Data provided:
--*--

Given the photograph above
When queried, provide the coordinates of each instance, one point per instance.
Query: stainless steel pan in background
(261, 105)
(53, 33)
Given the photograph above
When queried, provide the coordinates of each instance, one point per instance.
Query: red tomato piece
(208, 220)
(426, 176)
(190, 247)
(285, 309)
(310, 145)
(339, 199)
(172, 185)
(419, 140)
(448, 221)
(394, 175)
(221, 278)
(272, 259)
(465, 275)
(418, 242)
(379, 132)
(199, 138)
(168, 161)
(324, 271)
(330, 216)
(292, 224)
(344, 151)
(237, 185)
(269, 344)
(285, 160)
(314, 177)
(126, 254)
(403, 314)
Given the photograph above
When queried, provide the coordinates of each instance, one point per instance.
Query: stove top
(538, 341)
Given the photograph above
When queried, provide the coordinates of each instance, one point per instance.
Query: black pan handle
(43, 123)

--*--

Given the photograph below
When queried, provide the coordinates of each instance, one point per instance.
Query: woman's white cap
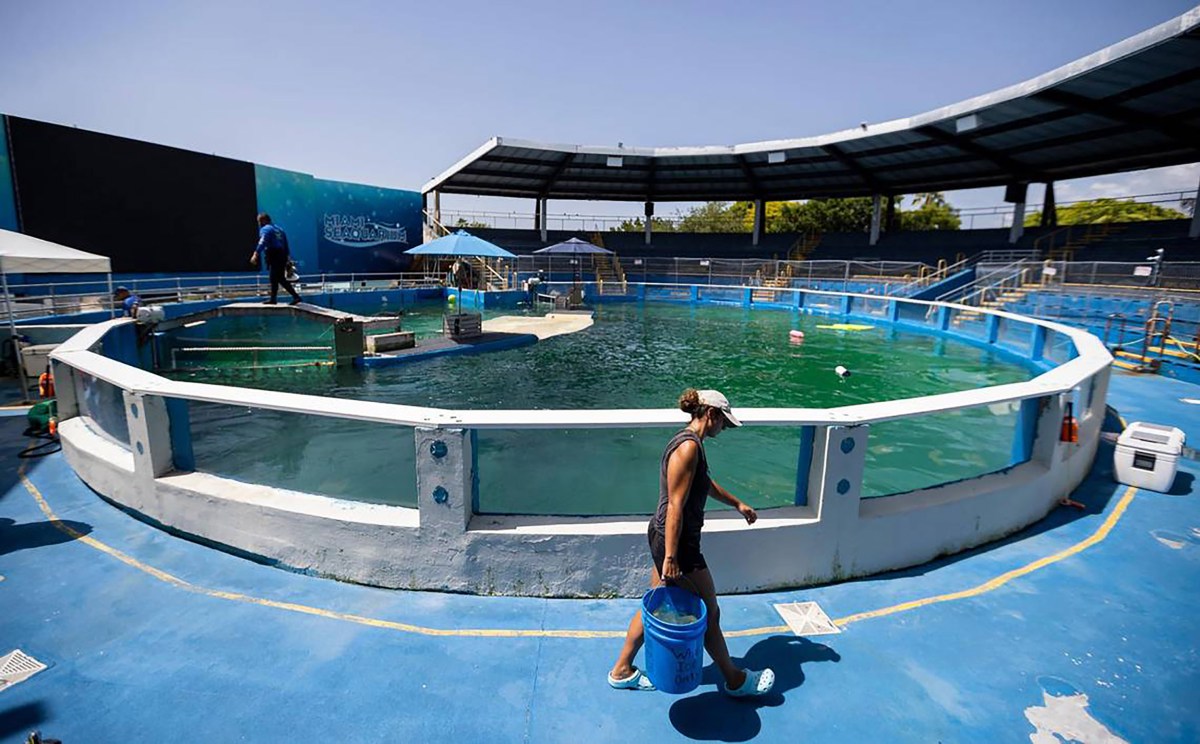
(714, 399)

--*--

Work to be completed: Pull out every line in the rows above that contains the word "Query". Case counts, so only lines with that exact capitalization qualify.

The result:
Query: stainless steel pan in background
Query: red tomato piece
Query: stove top
Query: black pan handle
Query: woman's white cap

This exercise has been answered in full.